## To do
Within the following material, tally each line that contains the string "Target". Give the tally only.
----------
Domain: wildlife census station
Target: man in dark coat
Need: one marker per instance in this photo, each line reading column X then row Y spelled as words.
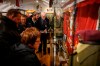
column 8, row 33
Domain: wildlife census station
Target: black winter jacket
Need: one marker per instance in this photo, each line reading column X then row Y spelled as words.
column 22, row 55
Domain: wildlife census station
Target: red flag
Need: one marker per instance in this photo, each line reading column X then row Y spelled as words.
column 17, row 3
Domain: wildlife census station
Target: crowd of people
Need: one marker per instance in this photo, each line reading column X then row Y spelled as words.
column 21, row 37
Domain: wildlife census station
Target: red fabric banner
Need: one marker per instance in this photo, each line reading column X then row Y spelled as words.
----------
## Exercise result
5